→ Work to be completed:
Tally the lines below that contain the string "fielder", treating uppercase and lowercase as different, and give only the count.

→ Dataset records:

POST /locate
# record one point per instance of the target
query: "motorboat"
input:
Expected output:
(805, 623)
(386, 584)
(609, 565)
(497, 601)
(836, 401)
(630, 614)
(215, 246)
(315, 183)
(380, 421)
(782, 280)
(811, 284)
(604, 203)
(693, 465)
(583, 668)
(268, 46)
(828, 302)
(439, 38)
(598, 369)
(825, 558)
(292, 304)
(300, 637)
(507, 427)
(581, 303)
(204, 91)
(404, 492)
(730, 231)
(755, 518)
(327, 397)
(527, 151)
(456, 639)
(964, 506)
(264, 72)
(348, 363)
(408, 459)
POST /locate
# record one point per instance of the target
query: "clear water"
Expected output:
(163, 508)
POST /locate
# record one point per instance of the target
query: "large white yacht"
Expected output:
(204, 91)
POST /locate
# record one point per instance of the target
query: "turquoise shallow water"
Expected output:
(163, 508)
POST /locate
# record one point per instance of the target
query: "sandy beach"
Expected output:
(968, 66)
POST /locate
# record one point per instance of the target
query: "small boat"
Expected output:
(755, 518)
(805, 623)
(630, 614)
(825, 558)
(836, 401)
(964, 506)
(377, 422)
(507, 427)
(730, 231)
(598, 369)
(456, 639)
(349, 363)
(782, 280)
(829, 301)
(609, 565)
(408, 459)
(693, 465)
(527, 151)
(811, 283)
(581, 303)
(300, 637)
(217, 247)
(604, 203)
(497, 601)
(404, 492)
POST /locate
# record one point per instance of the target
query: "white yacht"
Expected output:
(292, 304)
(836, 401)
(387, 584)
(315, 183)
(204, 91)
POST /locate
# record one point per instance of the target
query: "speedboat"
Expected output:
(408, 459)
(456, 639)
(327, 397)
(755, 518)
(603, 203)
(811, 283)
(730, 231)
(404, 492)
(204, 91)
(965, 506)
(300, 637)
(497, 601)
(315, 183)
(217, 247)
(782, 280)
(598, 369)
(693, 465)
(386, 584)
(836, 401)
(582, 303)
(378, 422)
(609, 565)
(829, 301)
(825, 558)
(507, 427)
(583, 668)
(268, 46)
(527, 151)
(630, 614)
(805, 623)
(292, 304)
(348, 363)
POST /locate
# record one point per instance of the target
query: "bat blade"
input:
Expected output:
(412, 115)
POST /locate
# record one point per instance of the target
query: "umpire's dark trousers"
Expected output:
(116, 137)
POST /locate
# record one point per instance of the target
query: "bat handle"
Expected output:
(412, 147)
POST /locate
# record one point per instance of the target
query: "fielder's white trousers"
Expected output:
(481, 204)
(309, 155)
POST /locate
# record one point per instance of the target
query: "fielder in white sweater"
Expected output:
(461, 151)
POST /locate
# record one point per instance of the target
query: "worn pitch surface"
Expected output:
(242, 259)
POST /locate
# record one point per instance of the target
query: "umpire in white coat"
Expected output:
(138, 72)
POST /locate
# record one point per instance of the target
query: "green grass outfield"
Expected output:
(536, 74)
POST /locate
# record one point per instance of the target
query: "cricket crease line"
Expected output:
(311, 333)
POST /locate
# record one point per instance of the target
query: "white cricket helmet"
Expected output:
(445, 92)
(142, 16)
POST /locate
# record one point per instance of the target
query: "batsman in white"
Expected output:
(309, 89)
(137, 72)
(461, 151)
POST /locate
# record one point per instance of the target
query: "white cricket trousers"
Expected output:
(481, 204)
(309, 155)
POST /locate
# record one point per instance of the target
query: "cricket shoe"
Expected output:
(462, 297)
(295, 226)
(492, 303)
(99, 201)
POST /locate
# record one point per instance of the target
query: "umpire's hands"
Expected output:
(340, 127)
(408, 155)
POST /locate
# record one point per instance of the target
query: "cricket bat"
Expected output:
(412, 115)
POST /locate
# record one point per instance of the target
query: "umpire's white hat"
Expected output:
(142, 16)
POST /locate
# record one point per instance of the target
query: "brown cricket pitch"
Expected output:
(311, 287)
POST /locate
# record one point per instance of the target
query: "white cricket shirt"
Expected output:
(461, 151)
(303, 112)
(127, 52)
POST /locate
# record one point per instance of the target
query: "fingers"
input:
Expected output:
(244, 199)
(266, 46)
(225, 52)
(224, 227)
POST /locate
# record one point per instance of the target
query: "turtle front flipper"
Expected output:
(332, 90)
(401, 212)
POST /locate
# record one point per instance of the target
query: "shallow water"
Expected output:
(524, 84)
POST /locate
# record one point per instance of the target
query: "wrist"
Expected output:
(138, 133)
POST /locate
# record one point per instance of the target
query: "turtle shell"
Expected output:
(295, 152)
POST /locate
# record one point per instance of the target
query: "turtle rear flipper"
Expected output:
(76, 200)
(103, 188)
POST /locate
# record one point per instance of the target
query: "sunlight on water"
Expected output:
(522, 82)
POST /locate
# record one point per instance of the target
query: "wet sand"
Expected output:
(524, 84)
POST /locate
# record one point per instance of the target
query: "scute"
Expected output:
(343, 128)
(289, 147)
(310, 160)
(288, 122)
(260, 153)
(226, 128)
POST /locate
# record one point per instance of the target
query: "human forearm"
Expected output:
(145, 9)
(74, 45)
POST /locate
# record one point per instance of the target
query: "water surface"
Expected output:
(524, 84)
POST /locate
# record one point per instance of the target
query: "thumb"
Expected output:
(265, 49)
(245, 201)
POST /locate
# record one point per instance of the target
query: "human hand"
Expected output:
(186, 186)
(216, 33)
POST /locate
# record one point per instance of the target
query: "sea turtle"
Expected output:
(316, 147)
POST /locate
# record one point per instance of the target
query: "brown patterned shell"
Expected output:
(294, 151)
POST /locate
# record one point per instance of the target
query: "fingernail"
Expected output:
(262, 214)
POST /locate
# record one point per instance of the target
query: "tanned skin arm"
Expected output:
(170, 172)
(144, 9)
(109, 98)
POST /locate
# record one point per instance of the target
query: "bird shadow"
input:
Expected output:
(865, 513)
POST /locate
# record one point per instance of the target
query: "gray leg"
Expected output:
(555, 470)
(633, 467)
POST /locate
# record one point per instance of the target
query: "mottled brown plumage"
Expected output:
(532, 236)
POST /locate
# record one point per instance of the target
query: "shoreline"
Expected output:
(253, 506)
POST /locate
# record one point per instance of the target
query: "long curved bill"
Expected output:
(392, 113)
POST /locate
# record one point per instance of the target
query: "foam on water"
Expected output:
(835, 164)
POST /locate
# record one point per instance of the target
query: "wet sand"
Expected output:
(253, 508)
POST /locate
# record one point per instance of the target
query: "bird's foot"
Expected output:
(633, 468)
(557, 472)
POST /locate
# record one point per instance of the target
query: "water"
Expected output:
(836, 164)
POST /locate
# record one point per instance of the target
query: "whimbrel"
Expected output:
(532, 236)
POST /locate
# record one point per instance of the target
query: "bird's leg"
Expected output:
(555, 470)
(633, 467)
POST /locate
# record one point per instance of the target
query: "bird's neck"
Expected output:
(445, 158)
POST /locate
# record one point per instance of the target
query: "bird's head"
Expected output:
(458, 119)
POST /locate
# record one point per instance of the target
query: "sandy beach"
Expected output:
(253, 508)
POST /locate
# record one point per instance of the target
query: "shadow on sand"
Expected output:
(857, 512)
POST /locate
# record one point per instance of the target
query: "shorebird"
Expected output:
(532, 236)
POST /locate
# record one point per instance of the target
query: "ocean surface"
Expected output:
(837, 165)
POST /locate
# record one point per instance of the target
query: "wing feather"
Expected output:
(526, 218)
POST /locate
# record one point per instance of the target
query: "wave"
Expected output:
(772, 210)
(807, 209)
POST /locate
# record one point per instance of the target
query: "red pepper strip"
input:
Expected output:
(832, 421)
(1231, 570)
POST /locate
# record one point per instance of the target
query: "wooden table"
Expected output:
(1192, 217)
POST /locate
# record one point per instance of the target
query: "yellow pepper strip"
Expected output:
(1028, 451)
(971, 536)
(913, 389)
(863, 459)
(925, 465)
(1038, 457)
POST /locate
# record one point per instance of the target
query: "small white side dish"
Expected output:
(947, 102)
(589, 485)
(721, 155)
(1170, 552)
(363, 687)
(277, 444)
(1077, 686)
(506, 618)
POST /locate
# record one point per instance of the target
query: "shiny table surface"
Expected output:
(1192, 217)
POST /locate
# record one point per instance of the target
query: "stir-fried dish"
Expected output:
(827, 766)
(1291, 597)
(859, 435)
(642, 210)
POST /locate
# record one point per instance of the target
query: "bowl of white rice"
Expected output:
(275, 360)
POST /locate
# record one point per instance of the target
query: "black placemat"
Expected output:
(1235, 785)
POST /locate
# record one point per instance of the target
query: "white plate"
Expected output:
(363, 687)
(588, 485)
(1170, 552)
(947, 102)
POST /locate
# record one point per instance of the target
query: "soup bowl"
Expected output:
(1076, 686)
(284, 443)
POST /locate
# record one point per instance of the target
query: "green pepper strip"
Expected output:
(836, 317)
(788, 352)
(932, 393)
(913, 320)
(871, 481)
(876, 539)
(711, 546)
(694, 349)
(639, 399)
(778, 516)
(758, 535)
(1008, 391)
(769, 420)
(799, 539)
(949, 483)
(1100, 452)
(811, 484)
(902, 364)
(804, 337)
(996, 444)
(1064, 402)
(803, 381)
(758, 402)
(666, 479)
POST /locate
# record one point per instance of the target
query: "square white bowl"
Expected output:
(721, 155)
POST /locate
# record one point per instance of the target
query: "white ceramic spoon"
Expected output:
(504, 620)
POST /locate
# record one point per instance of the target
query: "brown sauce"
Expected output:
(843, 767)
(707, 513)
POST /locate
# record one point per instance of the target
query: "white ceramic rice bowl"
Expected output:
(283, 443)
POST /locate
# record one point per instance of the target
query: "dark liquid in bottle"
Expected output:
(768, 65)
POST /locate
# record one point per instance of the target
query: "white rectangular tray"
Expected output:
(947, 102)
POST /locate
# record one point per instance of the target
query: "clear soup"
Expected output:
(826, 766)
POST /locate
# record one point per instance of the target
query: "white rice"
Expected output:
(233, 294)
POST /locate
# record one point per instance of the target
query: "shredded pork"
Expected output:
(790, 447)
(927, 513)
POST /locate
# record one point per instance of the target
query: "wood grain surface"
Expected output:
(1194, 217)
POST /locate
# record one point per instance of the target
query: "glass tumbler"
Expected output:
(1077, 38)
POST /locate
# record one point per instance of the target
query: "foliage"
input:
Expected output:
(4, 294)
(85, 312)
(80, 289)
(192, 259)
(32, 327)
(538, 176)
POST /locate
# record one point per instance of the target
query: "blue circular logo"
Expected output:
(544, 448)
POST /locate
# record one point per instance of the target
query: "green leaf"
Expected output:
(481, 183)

→ Output for this task:
2